# START OF Data to process

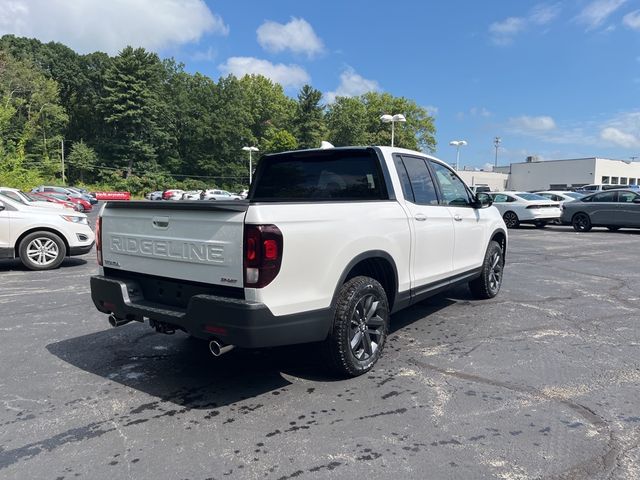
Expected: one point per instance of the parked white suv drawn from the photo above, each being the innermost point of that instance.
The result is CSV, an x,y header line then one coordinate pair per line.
x,y
329,244
42,237
214,194
30,200
525,207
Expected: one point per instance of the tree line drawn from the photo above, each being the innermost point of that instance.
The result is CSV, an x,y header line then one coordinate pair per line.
x,y
138,122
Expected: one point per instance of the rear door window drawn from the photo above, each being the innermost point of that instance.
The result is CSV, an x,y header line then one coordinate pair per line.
x,y
605,197
417,184
453,190
626,197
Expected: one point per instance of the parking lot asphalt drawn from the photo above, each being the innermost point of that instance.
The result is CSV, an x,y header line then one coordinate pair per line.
x,y
540,382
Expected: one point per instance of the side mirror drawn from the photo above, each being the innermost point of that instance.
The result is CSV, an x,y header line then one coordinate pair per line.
x,y
483,200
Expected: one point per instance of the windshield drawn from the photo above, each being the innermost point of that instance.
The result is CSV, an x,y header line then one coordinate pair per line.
x,y
531,196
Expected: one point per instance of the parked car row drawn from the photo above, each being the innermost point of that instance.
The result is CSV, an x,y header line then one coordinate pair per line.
x,y
613,209
209,194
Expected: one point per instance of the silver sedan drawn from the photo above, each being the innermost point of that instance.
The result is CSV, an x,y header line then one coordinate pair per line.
x,y
613,209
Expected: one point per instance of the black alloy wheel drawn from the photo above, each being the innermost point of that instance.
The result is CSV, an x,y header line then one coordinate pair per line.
x,y
488,284
511,220
581,222
361,323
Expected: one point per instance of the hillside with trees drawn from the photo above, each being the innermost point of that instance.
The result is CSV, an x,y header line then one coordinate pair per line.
x,y
138,122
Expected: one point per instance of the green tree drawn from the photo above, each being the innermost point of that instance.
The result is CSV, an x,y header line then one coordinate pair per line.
x,y
417,133
347,122
82,158
132,108
310,127
279,140
32,120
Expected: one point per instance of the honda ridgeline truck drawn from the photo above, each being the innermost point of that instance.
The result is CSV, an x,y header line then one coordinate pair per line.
x,y
329,244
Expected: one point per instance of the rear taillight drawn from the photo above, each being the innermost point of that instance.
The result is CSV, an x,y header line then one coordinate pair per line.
x,y
263,246
99,240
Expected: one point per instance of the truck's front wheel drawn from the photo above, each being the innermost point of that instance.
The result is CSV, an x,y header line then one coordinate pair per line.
x,y
360,327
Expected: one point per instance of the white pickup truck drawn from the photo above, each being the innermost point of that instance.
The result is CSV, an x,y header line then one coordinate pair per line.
x,y
328,244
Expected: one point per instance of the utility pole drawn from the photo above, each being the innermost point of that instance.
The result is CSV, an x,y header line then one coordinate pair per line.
x,y
497,141
62,156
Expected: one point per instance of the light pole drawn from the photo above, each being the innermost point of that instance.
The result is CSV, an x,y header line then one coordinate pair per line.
x,y
398,117
497,141
250,150
457,144
62,156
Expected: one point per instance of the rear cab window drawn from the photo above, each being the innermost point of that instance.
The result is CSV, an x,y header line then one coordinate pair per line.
x,y
318,175
416,180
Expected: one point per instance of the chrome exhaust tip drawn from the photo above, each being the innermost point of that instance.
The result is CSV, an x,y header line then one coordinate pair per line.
x,y
216,348
117,322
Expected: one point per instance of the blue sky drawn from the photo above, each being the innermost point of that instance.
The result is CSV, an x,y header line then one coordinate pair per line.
x,y
557,79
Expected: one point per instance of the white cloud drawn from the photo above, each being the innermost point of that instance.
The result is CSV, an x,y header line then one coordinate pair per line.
x,y
352,85
529,125
285,75
619,138
109,26
597,12
502,32
621,130
544,14
632,20
479,112
207,55
432,110
297,36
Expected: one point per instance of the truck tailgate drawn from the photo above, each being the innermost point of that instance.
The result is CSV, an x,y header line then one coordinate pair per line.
x,y
196,241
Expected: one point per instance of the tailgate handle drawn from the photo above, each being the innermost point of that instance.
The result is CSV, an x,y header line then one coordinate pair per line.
x,y
161,222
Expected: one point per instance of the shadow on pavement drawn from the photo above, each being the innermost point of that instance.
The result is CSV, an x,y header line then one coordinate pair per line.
x,y
180,369
16,265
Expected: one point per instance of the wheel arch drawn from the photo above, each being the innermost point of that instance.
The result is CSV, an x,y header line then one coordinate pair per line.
x,y
376,264
41,229
500,236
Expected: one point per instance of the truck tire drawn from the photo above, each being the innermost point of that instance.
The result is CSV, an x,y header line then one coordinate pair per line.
x,y
42,251
487,285
360,327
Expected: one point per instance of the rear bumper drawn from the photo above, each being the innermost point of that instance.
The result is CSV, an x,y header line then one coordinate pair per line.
x,y
80,250
235,322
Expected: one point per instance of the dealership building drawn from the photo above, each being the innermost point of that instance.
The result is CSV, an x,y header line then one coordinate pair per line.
x,y
533,174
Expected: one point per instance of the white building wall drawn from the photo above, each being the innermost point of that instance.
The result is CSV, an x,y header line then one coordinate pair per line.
x,y
495,181
630,172
540,175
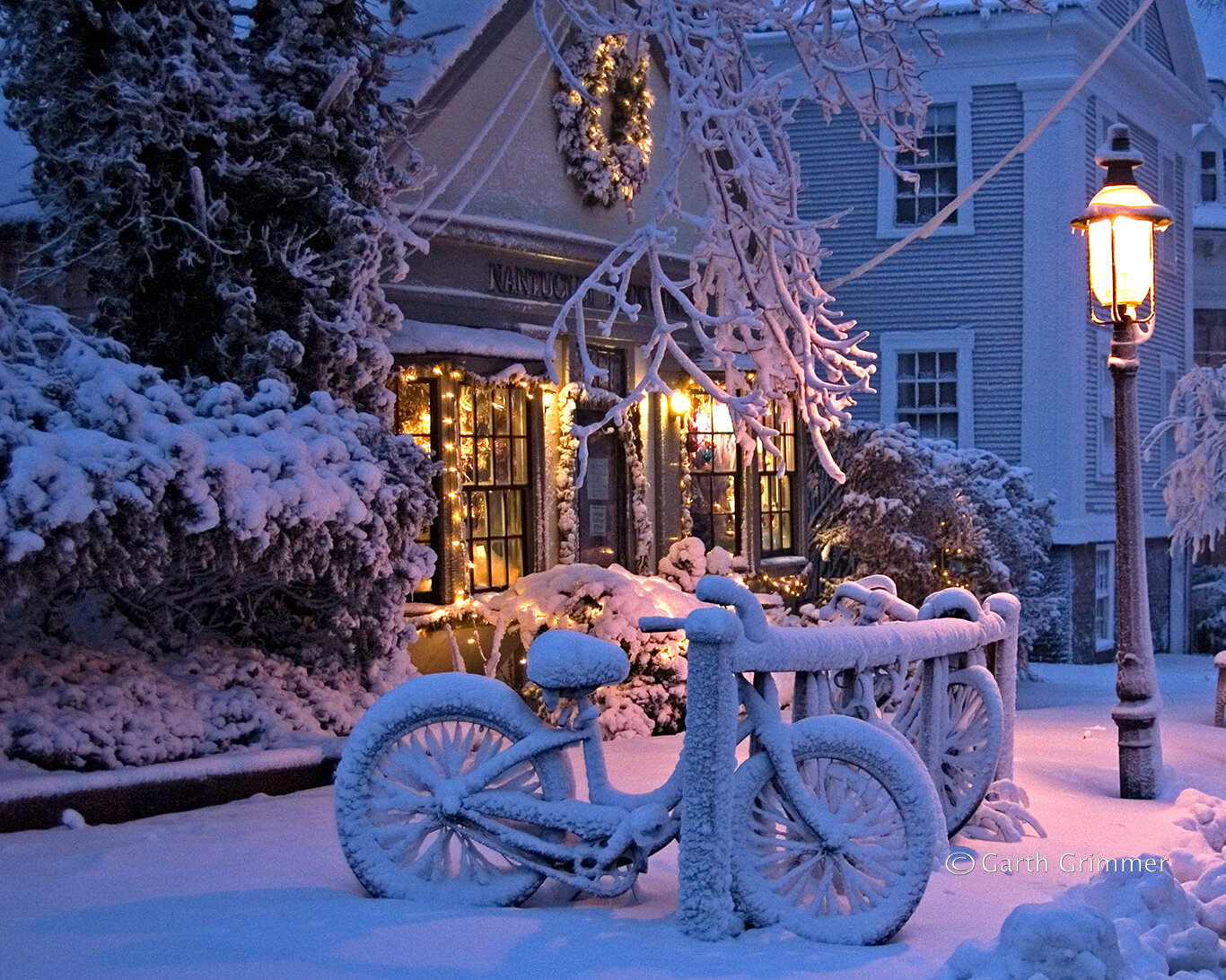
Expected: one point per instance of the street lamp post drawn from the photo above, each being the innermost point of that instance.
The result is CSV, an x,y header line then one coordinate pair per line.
x,y
1119,224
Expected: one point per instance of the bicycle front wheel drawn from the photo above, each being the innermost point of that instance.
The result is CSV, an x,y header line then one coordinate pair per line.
x,y
861,885
398,840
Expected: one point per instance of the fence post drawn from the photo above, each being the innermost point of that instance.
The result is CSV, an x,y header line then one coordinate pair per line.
x,y
1008,608
709,759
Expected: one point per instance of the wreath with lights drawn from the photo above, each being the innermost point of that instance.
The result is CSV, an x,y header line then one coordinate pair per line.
x,y
609,166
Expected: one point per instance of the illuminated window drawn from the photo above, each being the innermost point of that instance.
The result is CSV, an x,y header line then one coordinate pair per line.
x,y
417,416
715,465
493,449
927,393
776,484
937,166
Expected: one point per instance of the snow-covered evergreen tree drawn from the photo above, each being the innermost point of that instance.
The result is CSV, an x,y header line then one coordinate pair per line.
x,y
227,190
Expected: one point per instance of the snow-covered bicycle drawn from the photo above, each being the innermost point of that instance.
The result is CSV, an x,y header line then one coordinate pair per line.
x,y
452,789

# END OF Data to process

• **Instructions to follow**
Rescale the items from the line with "Expected: one point per instance of the fence" through the end of the items by reproducing every line in that range, requests included, with each coordinate in the answers multiplied by 1.3 and rounded to a whole number, halves rounded up. Output only those lines.

• **Response for this exercise**
Expected: one point per instance of the fence post drawn from the photo above, each being the innermost point of that instance.
The result is CSV, an x,y header line then one coordinate pair per line.
x,y
1310,790
922,987
Expected: one point per instance of the wreath with lights drawn from the photo above, each being the innermost point of that instance.
The result is CSV, an x,y header line then one coordinate pair per line.
x,y
792,216
Expected: one point per instance of the illuminated window drawn from the photo above, each being the innermost point of that instance.
The result is CSV, an x,y header line then one coordinate pair per line.
x,y
542,541
930,605
641,584
1205,511
1009,629
1218,216
Expected: one point per instance of the snow-covered evergreen tree drawn from the photo above, each being the innermost point of that instance.
The result is CSV, an x,y header line then one coordinate pair per line.
x,y
295,247
Expected: one point per instance of the snow-covered bicycle drawn from the photo above, each being the innermost point of that instance.
The result is CSV, an x,y header line then one coordinate pair per line.
x,y
588,1026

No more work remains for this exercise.